-------- DATASET CONTENT

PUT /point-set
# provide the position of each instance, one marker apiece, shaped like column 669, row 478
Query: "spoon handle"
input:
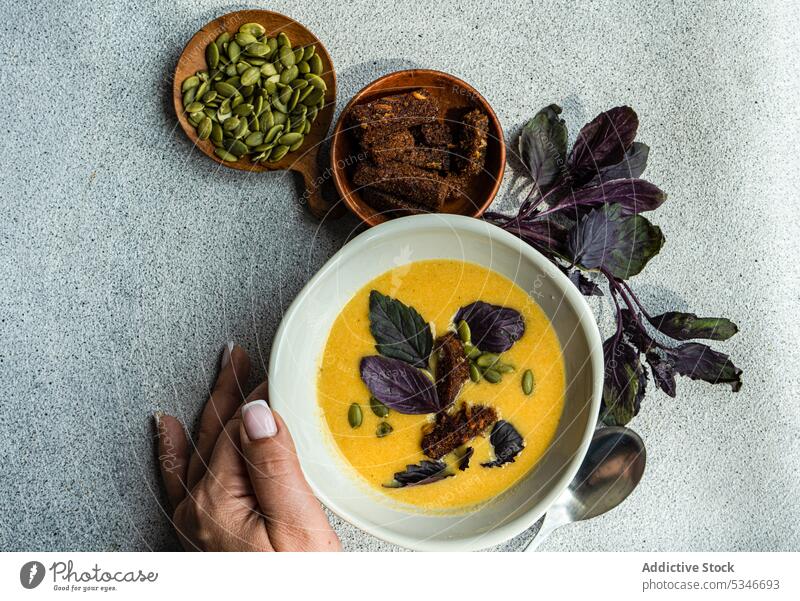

----------------
-------- DATASET CONTENT

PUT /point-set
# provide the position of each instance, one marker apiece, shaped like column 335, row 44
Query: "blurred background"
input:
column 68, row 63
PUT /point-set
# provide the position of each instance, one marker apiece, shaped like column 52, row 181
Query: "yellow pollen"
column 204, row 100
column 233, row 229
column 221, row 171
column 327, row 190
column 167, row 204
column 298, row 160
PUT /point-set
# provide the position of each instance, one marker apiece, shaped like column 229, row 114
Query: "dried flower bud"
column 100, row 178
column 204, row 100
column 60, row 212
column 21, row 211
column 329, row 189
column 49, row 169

----------------
-------- DATASET CONTENT

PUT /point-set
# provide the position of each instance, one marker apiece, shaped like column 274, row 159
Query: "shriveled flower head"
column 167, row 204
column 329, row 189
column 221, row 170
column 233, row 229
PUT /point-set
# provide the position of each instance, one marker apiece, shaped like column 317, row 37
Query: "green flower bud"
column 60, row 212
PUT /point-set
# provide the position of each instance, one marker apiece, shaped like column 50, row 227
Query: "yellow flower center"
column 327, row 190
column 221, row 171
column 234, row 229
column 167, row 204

----------------

### EXERCISE OBJECTIVE
Return each line in the entries above that contains the string "shaped". Case counts.

### THE COMPLETED TASK
# provide the position of each instance, one marker apiece, shaped like column 669, row 478
# provide the position of each instance, one marker apiece, shaped like column 335, row 44
# provide the position of each instance, one marker apiece, shaped like column 52, row 181
# provide the position of each instance, one marker apiece, shaped like column 229, row 114
# provide the position of each instance, one marker apiece, shaped like column 274, row 159
# provide the position of each instance, one marker apiece, shaped like column 317, row 37
# provide the position of each instance, one marker apiece, shaped like column 50, row 227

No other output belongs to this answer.